(Provided text)
--------------------------------------------------

Now in his third year of the course, Alfie will be one of the School’s first graduates. He is currently looking for a six-month placement at a company, after which he will return for his final year on the course. When we spoke, he was in the midst of a module on robotics, coding human-seeming arms. ‘It’s incredibly difficult to do,’ he says, laughing at his own frustration. On his sleek website (www.alfiethompson.co.uk), he offers glimpses of some of the 15 or so projects he has already completed for his degree. Some of these took a few days to complete, some months, and most were in collaboration with other students on his course. The work spans design genres and forms, from a detailed computer rendering of a noir detective’s office – complete with bottle of Jack Daniels and filing cabinets wreathed in smoke – to a model for a self-piloting medical helicopter pod and kitchen tools for the blind.  

The helicopter pod, which looks like something out of a science fiction film, aims to allow paramedics to reach isolated spots quickly and avoid the overcrowded hospitals. The group he designed it with won a competition organised by the university, with judges from six companies listening to presentations from them and 12 other groups’ proposals for public transport vehicles. Alfie was particularly keen to create something that wasn’t simply well-designed, but which could benefit society.  

The kitchen equipment stemmed from a similar impulse. The group worked with a close friend of Alfie’s, a blind reflexologist, to get her input into what would be most useful. They also ran a focus group with 23 people from the Kingston Association of the Blind. ‘That was such an inspirational project to work on,’ he says. ‘Visual impairment is such a hard thing to design for, especially when you want to make it a mass-market product, but new technology is emerging all the time.’  

The group used that to its advantage, designing a multi-purpose blender that links to Amazon’s voice-activated Alexa service. The resulting prototype met with a hugely positive response from the focus group. ‘They were delighted, and pleased we were putting the effort in to try to cater for people whose normal everyday needs aren’t met.’ Following graduation, he wants to return to the blender and produce at least a small number to give to people.

--------------------------------------------------

(Extracted material)
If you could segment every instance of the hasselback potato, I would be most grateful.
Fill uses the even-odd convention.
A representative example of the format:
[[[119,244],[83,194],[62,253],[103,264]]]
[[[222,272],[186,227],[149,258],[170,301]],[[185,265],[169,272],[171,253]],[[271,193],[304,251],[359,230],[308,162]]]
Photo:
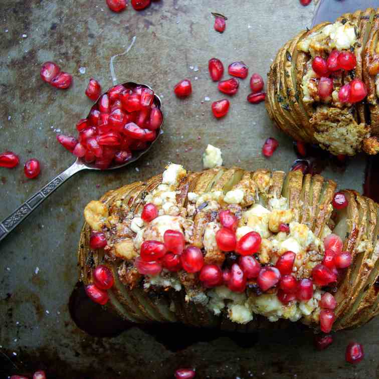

--------------------------------------------------

(Task list)
a – In the profile of Alfie, how many people took part in the focus group from the Kingston Association of the Blind?
b – Using the profile of Alfie, explain why the kitchen tools group worked with Alfie's friend.
c – Continue the profile of Alfie from where it stops.

(Outputs for the tasks)
a – 23 people

b – The friend is a blind reflexologist, and the group worked with her to get her input on what would be most useful.

c –
Alfie is at that exhilarating point in life where a near-infinite number of options is available for him to pursue, and he’s on the brink of having the skills and experience to pick and choose which to take. This can be overwhelming, but he seems to have his head set firmly on his shoulders and is weighing up his options carefully. One possibility following graduation is to work with design consultancies for a few years, and once he has gained enough experience of the industry set up his own company – a Dyson-to-be. A few years’ experience would give him more insight into which avenue to hone in on: his skills could potentially be used in films, video games and many other fields, including public health.  

This is all enviable ambition in someone so young, but he’s also keeping an open mind – his experiences at Winchester and since have also led to him considering a surprising long-term career possibility: teaching. This might change, he says, but it comes from his recognition of his love of working with others to learn new skills. ‘Teachers, if they’re proactive, learn as much as they teach.’  

Like many others, Archie credits Winchester, and especially Div, with teaching him intellectual curiosity, but he also notes that it fosters humility: the idea that there is always more to learn, and that you should never rest on your laurels. He also remembers the passion many dons had for their subjects. ‘Passion is contagious,’ he notes.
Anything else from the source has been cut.